Task description:
Return every entry in the listing word for word.

☆ ☆ ☆ ☆ ☆ ☆ ☆

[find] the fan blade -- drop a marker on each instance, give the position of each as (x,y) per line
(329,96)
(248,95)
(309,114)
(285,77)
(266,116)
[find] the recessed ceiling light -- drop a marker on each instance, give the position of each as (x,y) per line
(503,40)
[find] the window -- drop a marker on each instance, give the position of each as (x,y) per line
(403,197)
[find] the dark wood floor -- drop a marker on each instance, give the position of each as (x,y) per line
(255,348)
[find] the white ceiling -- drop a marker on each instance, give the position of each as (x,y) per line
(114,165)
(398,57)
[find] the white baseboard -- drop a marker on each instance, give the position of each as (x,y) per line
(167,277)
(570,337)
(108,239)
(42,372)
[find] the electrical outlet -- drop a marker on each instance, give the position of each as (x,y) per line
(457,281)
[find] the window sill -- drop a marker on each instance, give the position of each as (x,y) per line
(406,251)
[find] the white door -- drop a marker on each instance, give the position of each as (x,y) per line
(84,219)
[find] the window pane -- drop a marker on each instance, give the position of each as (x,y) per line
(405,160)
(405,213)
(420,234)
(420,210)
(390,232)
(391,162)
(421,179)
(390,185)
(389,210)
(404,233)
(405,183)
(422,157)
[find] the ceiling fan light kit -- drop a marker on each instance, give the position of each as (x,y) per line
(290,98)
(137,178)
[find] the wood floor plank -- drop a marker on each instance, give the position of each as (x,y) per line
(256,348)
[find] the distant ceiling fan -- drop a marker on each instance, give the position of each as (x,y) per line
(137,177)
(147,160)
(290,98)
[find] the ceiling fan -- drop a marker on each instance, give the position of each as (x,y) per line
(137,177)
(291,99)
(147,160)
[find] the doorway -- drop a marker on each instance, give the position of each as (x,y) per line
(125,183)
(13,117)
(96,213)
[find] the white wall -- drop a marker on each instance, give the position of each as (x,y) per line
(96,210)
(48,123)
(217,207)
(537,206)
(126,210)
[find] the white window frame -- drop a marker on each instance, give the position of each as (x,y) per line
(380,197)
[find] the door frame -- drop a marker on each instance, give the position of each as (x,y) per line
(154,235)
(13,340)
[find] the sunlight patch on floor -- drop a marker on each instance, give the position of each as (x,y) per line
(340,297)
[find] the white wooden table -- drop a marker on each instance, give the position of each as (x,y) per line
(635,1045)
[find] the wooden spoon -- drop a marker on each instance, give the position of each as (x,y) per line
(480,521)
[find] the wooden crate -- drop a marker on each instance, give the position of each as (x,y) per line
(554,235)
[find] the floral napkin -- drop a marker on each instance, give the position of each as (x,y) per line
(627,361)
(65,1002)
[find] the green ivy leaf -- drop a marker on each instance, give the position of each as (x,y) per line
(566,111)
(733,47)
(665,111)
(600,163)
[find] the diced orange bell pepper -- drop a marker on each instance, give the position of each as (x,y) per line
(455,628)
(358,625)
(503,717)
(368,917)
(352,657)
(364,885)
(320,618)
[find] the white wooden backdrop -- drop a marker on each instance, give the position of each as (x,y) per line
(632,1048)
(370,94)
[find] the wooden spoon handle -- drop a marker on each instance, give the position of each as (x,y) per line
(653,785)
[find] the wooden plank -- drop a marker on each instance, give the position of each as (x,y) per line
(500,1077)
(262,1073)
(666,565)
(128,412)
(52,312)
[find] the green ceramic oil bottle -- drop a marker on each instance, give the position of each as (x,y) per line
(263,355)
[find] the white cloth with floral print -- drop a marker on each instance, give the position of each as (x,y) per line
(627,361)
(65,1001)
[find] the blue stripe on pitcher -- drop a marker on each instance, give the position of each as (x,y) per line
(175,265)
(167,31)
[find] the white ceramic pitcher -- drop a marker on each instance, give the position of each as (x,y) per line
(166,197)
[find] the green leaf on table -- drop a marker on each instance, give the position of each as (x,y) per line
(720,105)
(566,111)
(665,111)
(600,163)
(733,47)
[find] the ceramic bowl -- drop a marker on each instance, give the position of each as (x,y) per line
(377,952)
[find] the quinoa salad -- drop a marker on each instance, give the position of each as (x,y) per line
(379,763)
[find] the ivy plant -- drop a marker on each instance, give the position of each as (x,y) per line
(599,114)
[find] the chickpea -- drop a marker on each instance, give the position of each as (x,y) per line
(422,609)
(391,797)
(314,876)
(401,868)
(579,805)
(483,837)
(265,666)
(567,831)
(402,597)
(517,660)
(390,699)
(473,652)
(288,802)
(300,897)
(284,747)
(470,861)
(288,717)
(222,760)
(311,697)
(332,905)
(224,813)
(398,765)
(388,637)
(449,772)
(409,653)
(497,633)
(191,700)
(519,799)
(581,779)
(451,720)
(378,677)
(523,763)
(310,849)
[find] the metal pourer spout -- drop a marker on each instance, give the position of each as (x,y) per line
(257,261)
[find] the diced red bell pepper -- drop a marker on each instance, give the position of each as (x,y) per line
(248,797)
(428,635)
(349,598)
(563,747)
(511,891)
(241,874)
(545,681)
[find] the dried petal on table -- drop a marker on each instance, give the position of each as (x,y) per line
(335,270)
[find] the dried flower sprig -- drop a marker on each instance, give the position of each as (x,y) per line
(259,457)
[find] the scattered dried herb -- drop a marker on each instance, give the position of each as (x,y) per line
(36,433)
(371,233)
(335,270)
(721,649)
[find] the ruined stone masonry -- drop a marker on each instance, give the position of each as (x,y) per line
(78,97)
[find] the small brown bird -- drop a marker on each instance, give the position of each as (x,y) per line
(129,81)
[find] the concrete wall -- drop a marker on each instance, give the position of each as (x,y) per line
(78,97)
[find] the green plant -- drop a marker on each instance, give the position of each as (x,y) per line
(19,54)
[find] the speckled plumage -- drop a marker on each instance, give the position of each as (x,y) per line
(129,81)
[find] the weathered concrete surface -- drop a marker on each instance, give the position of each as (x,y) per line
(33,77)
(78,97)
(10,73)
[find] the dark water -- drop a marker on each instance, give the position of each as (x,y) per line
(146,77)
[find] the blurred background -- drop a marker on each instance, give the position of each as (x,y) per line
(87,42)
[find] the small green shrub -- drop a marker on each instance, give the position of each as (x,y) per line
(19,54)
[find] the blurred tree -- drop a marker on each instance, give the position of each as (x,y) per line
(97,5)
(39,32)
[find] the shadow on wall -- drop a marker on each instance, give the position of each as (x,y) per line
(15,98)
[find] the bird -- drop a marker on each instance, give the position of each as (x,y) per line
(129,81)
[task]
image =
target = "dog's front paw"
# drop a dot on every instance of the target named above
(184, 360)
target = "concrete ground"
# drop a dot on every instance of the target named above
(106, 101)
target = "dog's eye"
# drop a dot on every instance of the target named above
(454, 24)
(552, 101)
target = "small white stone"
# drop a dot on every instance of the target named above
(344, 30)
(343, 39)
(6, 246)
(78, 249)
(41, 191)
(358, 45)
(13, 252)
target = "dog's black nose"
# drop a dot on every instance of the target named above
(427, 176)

☆ ☆ ☆ ☆ ☆ ☆ ☆

Your solution:
[find] the fan blade -- drop a marker on each instance, give the position of each as (x,y) per line
(329,96)
(248,95)
(309,114)
(285,77)
(266,116)
[find] the recessed ceiling light -- drop a marker on each instance, give the position of each as (x,y) per line
(503,40)
[find] the window -- drop a marker on each instance, give the position of each as (x,y) per line
(403,197)
[find] the dark wood floor -- drop a marker on each instance, give the position of each as (x,y) per line
(255,348)
[find] the white ceiling -- drop a marker on each instance, give the position of each as (x,y) per line
(114,165)
(398,57)
[find] the white baseboard -- drop a marker on each instance, give the position of each as (x,y) per line
(167,277)
(570,337)
(108,239)
(42,372)
[find] the electrical outlet -- drop a marker on each instance, give the position of each as (x,y) per line
(457,281)
[find] the window sill -- drop a marker on each instance, give the position of each as (x,y) per line
(406,251)
[find] the white door -- drop a marker on each instance, give the position of each as (x,y) per line
(84,219)
[find] the window pane -- drop a marker on each instance, give the position of each as (x,y) per line
(405,160)
(405,213)
(420,234)
(420,210)
(390,232)
(391,162)
(421,179)
(390,185)
(389,210)
(404,233)
(405,183)
(422,157)
[find] the ceiling fan light kit -- drop a marker on each instance, give the position of each as (x,y) per line
(290,98)
(137,178)
[find] the wood floor plank -- drop a marker on each instance, give the position of each as (x,y) per line
(256,348)
[find] the distant ceiling fan -- drop a marker on each instance, give the position of each as (x,y) per line
(137,177)
(147,160)
(290,98)
[find] the ceiling fan -- drop a marker on each instance, give the position of each as (x,y) per line
(137,177)
(291,99)
(147,160)
[find] the doorway -- drop a marker on each instance, give the position of each as (x,y) per line
(125,183)
(13,117)
(96,213)
[find] the white wall -- drop a marker on each instance, give the position of each as (x,y) per line
(96,210)
(48,123)
(217,207)
(537,206)
(126,210)
[find] the white window frame -- drop a marker on each instance, give the position of each as (x,y) per line
(380,197)
[find] the door frame -- drop a marker on each instance, give the position of each as (x,y) per line
(154,235)
(13,340)
[find] the sunlight patch on floor -- drop a marker on each instance, give the position of each as (x,y) per line
(340,297)
[find] the white wooden table -- drop a marker on each instance, give the position of each as (x,y) per line
(635,1045)
[find] the wooden spoon -- drop a marker on each instance, give the position of each as (x,y) per line
(480,521)
[find] the wooden crate -- drop a marker on each instance, give the position of each as (x,y) per line
(554,235)
[find] the floral napkin -- drop a marker on each instance, give the position of each as (x,y) per line
(627,361)
(65,1002)
[find] the green ivy leaf -- drop a marker on each instance, give the position of each as (x,y) per line
(566,111)
(733,47)
(665,111)
(600,163)
[find] the diced orange bell pepper -- drop a marker on each instance, give the position of each as (x,y) per line
(455,628)
(358,625)
(503,717)
(368,917)
(352,657)
(364,885)
(320,618)
[find] the white wooden backdrop -- drop a marker on each instance, give the position of each as (x,y) per line
(632,1048)
(370,94)
[find] the wooden spoon handle -- drop a marker on each instance, give the position of each as (x,y) per line
(653,785)
[find] the wooden plank -- drop a marker on each instance, give the position of each as (x,y) per line
(500,1077)
(262,1073)
(666,565)
(128,412)
(52,312)
[find] the green ceramic oil bottle -- drop a marker on each instance, give the position of each as (x,y) per line
(263,355)
[find] the white cloth with floral print -- drop a marker on each instance, give the position of each as (x,y) per line
(627,361)
(65,1001)
[find] the blue stripe on pitcher -- drop a marker on each instance, give the position of each as (x,y) per line
(175,265)
(167,31)
[find] the white ceramic pitcher -- drop a marker on each instance, give the position of each as (x,y) per line
(166,197)
[find] the green leaf on table -- drop a marker on each instance, give the position of each as (x,y) per line
(720,105)
(566,111)
(665,111)
(600,163)
(733,47)
[find] the ceramic bowl -- drop a marker on each instance, give the position of each as (x,y) per line
(377,952)
[find] the quinoa salad -- drop a marker on each instance, give the position of each as (x,y) per line
(379,763)
[find] the ivy plant -- drop a marker on each instance, give the position of each as (x,y) per line
(599,114)
[find] the chickpea -- drop a marker on each instance, give the position of each as (x,y) per line
(422,609)
(391,797)
(314,876)
(401,868)
(579,805)
(483,837)
(265,666)
(567,831)
(402,597)
(517,660)
(390,699)
(473,652)
(288,802)
(300,897)
(284,747)
(470,861)
(288,717)
(222,760)
(311,697)
(332,905)
(224,813)
(398,765)
(388,637)
(449,772)
(409,653)
(497,633)
(191,700)
(519,799)
(581,779)
(451,720)
(378,677)
(523,763)
(310,849)
[find] the metal pourer spout -- drop a marker on each instance, give the position of each as (x,y) per line
(257,261)
[find] the diced red bell pepper -- drop a marker on each instance, give the position of each as (x,y) per line
(248,797)
(428,635)
(349,598)
(563,747)
(511,891)
(241,874)
(545,681)
[find] the dried petal on table -- drop a marker on each instance, give the position of each as (x,y) per line
(335,270)
[find] the dried flower sprig -- drop a marker on each instance, give the position of each as (x,y) per line
(259,457)
[find] the scattered dried herb -- drop a marker on each instance, give the position of each as (x,y) per line
(36,433)
(371,233)
(335,270)
(721,649)
[find] the ruined stone masonry -- drop a marker on each instance, give the position of each as (x,y) per line
(78,97)
[find] the small brown bird -- drop a marker on each instance, give the position of each as (x,y) per line
(129,81)
[find] the concrete wall -- drop a marker on each instance, give the position of each as (x,y) per line
(78,97)
[find] the green plant -- drop a marker on each instance, give the position of each as (x,y) per line
(19,54)
[find] the speckled plumage -- drop a marker on each instance, give the position of each as (x,y) per line
(129,81)
[find] the weathered concrete surface -- drop a marker on each instance, give the position of each as (x,y) per line
(33,77)
(78,97)
(10,73)
[find] the dark water -- drop a marker on each instance, give the position of each as (x,y) per line
(146,77)
[find] the blurred background -- drop a marker on each instance, give the position of each as (x,y) per line
(87,42)
[find] the small green shrub -- drop a marker on each instance, give the position of each as (x,y) per line
(19,54)
[find] the blurred tree -- drop a marker on each instance, give the position of each as (x,y) per line
(97,5)
(39,32)
[find] the shadow on wall -- drop a marker on each instance, give the position of each as (x,y) per line
(15,98)
[find] the bird -- drop a marker on each instance, give the position of each as (x,y) per line
(129,81)
[task]
image =
target = "dog's front paw"
# drop a dot on every instance of the target named above
(184, 360)
target = "concrete ground"
# drop a dot on every instance of the target named above
(106, 101)
target = "dog's eye"
# drop a dot on every instance of the target named above
(454, 24)
(552, 101)
target = "small white stone"
# drop a dot on every instance of the target named above
(344, 30)
(343, 39)
(6, 246)
(78, 249)
(41, 191)
(358, 45)
(13, 252)
target = "dog's black nose"
# drop a dot on every instance of the target named above
(427, 176)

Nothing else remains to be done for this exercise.